Information shown ->

begin

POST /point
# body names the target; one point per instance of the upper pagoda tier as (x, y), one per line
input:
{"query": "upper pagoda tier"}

end
begin

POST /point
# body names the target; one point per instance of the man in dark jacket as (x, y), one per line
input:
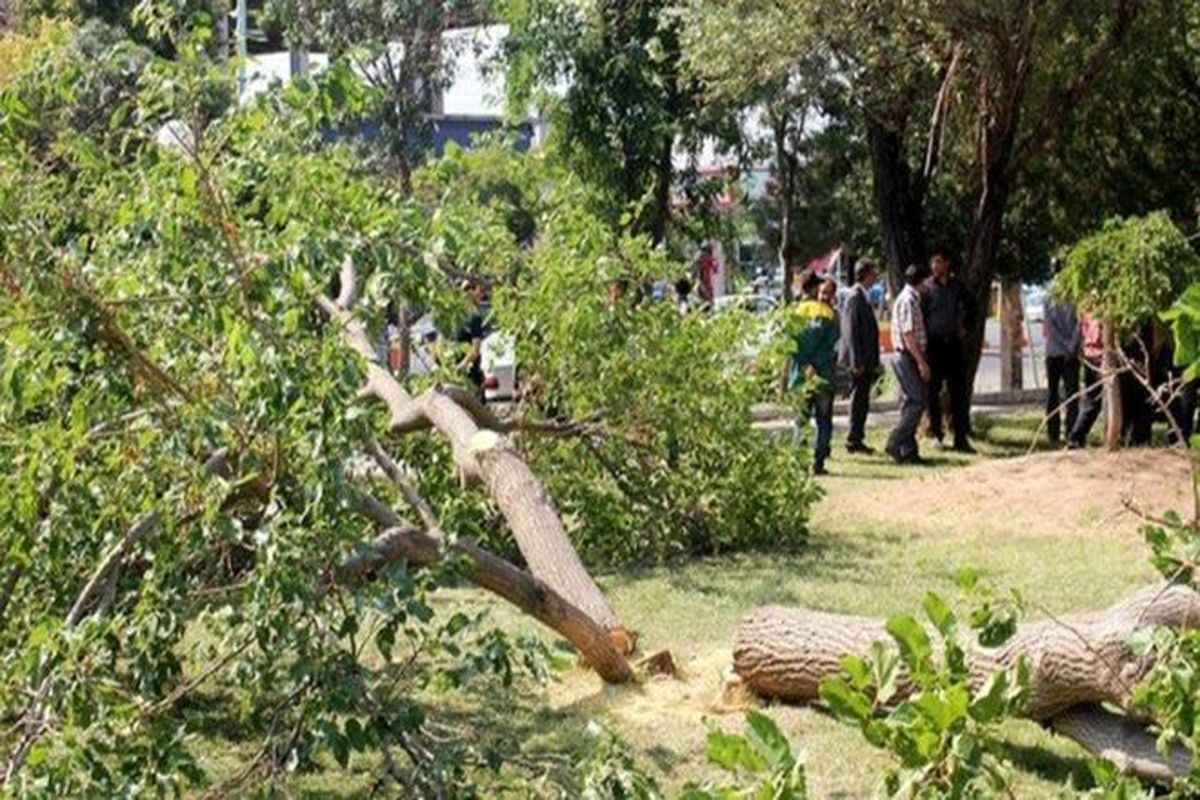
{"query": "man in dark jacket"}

end

Required task -> State how many lines of the data above contain the word "tier". Give only the number.

Result for this exercise -> 2